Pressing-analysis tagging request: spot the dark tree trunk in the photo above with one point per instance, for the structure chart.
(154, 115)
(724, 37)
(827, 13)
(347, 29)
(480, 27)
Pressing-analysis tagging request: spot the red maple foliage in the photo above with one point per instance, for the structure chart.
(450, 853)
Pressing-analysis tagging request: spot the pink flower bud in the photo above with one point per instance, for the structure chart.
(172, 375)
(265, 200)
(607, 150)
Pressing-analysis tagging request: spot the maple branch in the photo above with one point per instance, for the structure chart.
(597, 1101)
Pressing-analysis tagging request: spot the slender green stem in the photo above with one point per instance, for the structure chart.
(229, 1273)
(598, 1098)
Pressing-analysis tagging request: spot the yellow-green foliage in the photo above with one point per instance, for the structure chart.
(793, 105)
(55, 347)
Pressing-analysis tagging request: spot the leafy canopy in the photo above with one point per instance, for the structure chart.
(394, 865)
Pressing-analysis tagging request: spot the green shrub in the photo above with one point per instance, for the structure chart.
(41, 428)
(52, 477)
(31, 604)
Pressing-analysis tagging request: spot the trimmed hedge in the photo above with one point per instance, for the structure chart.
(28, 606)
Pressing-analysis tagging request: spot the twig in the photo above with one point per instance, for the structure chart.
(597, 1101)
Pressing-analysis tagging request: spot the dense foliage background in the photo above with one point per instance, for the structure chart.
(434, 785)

▶ **Exercise aim**
Arrange all the entries above as a two-column CSV with the header row entry_text,answer and one row per entry. Put each field in double quotes and replace any line breaks inside a field with spaces.

▶ **Reply to the task**
entry_text,answer
"Pressing-analysis tagging request: spot the dark tree trunk in the photo above with one point per instance, for the structure chart.","(154, 115) (724, 37) (827, 13) (347, 29) (480, 27)"
"Pressing-analysis tagging request: spot the red maple foliage in the photo above with one point per instance, for the structure chart.","(450, 853)"
"Pressing-analysis tagging request: spot the pink flower bud in the photo above with one point per instance, for the structure chart.","(172, 375) (265, 200) (607, 150)"
"Pressing-analysis tagging request: spot the maple branch in the photo above with one point per instance, for the structure chart.","(597, 1101)"
"Pressing-analysis tagging request: spot the slender green stem in the photo above with one point per instance, for the structure chart.","(229, 1273) (598, 1098)"
"Pressing-analysis tagging request: spot the yellow-green foliage in the photo above with one point per instance, for the structure chart.","(793, 105) (55, 347)"
"Pressing-analysis tagging request: spot the leafy canopy in the photo above with one point per instance, for the structure chart.","(394, 865)"
"Pressing-analysis tagging request: spot the green shrub in the photo above with one point per instance, for the structure chart.","(41, 428) (52, 477) (31, 604)"
"Pressing-analysis tagging request: spot the trimmed hedge in the photo above with one point per instance, for the structure chart.","(28, 606)"
"Pressing-analysis tagging request: spot the twig in the photo above with one point per instance, for the structure chart.","(597, 1101)"
"Pressing-analysis tagging request: spot the dense foliage background in the photo above with one point per instance, for the structure chart.","(434, 785)"